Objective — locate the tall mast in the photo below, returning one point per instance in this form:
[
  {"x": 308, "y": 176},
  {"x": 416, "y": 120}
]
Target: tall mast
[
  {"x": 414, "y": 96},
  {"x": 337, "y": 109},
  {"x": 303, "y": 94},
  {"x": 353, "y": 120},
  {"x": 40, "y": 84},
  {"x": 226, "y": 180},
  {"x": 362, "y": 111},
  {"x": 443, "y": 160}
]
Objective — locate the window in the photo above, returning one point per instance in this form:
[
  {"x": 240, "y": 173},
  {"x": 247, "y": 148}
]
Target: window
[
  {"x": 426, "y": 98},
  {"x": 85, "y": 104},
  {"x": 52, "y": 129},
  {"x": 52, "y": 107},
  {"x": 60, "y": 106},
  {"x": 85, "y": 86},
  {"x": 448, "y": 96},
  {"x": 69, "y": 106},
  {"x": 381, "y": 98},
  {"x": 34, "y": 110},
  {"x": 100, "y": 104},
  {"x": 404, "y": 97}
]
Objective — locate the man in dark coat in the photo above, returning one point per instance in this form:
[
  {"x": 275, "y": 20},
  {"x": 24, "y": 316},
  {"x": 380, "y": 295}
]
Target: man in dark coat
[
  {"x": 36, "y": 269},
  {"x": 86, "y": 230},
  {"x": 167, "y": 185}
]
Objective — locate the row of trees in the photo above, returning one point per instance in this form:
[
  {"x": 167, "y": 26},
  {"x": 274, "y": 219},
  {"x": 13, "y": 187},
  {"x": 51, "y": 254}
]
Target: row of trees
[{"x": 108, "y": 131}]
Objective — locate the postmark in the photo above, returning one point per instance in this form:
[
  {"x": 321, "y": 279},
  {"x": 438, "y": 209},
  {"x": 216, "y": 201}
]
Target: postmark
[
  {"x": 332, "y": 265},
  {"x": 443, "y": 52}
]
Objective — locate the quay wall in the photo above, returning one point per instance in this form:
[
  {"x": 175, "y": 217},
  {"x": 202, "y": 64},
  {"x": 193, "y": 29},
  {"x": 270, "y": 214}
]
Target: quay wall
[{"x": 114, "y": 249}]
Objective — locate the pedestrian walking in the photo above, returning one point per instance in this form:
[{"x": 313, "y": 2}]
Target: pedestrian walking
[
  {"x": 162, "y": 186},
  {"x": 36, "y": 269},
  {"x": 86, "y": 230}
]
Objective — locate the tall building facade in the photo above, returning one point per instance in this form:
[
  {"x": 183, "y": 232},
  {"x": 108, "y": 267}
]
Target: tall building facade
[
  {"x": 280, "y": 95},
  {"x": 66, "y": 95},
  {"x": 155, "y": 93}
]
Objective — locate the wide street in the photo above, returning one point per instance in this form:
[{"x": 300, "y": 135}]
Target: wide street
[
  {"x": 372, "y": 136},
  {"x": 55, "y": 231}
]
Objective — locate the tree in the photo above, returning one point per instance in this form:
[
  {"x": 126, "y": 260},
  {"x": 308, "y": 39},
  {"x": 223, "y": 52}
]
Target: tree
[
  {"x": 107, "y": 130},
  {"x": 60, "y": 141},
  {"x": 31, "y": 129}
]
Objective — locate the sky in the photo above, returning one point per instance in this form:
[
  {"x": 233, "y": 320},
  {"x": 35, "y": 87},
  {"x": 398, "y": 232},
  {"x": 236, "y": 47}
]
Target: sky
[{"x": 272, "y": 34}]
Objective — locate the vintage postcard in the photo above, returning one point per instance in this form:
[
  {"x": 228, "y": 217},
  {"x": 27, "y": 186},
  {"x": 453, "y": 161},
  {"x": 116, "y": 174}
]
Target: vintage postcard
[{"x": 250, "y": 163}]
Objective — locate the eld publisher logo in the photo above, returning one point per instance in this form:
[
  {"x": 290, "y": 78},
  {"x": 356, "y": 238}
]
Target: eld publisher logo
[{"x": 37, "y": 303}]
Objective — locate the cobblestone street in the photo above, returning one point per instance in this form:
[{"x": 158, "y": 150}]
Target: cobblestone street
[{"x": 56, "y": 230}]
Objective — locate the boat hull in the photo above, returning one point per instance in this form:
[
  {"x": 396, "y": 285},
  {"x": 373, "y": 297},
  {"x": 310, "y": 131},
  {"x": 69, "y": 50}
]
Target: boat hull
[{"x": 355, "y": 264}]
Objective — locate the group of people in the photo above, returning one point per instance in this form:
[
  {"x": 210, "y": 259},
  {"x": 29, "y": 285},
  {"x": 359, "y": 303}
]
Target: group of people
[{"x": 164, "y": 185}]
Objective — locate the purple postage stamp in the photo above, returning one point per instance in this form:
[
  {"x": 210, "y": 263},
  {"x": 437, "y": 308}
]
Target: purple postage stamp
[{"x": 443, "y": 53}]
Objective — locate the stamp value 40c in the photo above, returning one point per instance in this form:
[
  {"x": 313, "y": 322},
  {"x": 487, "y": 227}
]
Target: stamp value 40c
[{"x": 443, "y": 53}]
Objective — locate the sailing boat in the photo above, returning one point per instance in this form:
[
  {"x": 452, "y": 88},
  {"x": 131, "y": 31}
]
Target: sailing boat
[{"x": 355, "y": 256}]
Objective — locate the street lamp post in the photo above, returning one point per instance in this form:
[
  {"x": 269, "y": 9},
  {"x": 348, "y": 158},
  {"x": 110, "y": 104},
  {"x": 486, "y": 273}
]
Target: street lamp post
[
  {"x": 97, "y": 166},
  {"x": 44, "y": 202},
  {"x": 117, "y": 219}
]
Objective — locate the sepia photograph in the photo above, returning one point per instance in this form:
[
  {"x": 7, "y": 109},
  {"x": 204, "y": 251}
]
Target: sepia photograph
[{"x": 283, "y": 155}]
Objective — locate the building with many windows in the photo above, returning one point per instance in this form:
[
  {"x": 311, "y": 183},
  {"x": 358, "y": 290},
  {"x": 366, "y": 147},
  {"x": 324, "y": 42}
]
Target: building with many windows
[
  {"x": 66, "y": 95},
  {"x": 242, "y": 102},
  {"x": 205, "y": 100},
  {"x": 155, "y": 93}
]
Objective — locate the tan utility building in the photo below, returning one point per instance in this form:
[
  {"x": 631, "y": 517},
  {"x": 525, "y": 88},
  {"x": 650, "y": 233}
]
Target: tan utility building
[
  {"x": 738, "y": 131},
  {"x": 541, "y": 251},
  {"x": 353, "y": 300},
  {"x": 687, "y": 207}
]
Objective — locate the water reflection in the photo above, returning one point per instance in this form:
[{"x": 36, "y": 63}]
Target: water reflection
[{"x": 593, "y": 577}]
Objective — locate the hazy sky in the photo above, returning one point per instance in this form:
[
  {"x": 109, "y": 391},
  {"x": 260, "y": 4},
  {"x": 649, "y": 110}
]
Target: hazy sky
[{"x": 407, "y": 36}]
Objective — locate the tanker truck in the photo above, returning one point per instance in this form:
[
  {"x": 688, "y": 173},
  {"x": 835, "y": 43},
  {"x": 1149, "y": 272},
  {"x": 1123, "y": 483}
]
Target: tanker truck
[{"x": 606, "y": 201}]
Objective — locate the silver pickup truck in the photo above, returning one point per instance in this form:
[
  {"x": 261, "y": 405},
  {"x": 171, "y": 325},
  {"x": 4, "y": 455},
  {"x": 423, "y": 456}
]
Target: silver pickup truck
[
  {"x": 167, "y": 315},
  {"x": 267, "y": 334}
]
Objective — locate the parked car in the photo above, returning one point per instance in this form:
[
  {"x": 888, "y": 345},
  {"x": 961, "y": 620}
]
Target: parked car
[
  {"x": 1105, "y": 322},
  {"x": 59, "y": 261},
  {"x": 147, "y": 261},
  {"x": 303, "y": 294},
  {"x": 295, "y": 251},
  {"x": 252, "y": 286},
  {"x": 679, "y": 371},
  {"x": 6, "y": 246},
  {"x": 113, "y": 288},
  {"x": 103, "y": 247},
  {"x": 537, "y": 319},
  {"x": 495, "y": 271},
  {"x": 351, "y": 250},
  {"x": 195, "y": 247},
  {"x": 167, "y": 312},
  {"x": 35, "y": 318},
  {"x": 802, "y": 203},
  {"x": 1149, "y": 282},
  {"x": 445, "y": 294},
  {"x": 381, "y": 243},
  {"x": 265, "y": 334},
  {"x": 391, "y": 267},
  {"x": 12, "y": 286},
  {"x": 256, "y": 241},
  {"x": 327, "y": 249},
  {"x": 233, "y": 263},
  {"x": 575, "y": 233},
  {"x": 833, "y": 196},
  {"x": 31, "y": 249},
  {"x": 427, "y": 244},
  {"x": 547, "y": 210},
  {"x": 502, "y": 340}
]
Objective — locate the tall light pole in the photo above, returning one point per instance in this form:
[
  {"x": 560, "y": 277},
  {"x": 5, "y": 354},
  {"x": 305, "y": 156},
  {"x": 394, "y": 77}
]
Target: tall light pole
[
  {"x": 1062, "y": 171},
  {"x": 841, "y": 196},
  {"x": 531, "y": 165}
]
——————————
## TASK REQUIREMENTS
Select all lines in the listing that include the word "below".

## SOLUTION FOR THIS EXERCISE
Objective — locate the tall mast in the photo below, returning one point per instance in this form:
Objective — locate the tan utility building in the photo below, returning one point per instance in this form:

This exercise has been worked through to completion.